Instruction
In the rows below, copy out word for word every line from the one containing "Question. The picture above shows the mossy" through the last line.

►

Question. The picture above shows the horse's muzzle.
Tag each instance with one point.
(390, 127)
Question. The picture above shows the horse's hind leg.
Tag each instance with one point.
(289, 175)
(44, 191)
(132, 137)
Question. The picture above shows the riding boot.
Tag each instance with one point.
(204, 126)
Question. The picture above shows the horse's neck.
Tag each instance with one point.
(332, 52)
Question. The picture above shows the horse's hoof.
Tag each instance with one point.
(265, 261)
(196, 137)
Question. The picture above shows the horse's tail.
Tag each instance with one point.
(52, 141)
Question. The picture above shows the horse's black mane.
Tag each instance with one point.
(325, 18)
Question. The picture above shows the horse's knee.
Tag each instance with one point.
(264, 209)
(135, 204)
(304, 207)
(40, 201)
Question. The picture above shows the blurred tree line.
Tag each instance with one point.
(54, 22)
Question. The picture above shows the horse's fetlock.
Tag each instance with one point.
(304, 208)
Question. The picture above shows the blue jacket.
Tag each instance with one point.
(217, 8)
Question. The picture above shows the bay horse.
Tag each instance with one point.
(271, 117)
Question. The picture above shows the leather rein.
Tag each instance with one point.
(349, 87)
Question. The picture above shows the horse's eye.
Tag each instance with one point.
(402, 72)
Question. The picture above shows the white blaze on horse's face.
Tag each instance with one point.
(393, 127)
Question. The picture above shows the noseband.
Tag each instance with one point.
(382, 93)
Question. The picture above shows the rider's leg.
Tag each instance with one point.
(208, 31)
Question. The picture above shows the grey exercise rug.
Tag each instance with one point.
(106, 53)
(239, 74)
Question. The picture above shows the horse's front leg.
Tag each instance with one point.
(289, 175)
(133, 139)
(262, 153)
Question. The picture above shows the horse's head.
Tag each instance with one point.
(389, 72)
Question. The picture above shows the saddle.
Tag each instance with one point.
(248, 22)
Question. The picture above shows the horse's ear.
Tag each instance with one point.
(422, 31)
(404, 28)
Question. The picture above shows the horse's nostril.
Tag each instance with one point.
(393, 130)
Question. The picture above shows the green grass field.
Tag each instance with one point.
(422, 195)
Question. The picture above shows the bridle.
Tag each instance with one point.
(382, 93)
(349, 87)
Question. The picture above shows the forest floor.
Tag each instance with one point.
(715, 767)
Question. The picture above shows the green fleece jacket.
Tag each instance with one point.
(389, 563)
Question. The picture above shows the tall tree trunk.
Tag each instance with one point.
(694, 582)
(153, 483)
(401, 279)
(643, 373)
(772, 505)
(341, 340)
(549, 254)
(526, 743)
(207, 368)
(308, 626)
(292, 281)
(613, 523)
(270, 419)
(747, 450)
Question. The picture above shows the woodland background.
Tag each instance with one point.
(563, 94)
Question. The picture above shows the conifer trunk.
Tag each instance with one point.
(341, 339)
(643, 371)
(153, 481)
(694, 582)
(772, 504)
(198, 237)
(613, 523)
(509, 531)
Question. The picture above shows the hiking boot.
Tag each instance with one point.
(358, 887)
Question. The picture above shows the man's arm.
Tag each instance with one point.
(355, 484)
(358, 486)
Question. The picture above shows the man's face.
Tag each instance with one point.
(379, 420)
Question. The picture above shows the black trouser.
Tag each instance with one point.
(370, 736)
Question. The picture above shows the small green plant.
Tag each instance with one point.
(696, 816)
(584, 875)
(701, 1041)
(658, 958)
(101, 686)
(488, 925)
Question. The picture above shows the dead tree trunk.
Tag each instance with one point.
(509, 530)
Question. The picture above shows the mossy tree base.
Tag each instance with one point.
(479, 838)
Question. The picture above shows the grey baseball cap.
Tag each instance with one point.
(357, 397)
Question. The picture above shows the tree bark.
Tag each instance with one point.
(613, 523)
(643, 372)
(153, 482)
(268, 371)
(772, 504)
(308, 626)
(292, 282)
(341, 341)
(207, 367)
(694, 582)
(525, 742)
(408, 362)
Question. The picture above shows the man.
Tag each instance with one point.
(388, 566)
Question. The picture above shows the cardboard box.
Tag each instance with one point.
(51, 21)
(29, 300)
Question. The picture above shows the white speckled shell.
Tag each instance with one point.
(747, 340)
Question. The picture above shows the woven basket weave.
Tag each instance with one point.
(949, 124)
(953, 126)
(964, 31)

◄

Solution to the problem
Question. The picture above shows the mossy tree base.
Tag each instance with one point.
(479, 838)
Question. The picture above shows the grey baseball cap.
Tag each instance with one point.
(357, 397)
Question. The picture above shows the tree bark.
Tag each instance with one point.
(613, 523)
(643, 372)
(153, 482)
(268, 371)
(772, 504)
(308, 626)
(292, 282)
(341, 341)
(207, 367)
(694, 582)
(525, 742)
(408, 362)
Question. The picture above shows the man.
Tag each instance with one point.
(388, 566)
Question. The picture above shows the cardboard box.
Tag each instance with one point.
(51, 21)
(29, 300)
Question. The picture above shows the white speckled shell.
Tag each instance with one point.
(747, 340)
Question. The picture above shows the woven basket weave.
Tag each instance with one point.
(949, 124)
(953, 126)
(964, 31)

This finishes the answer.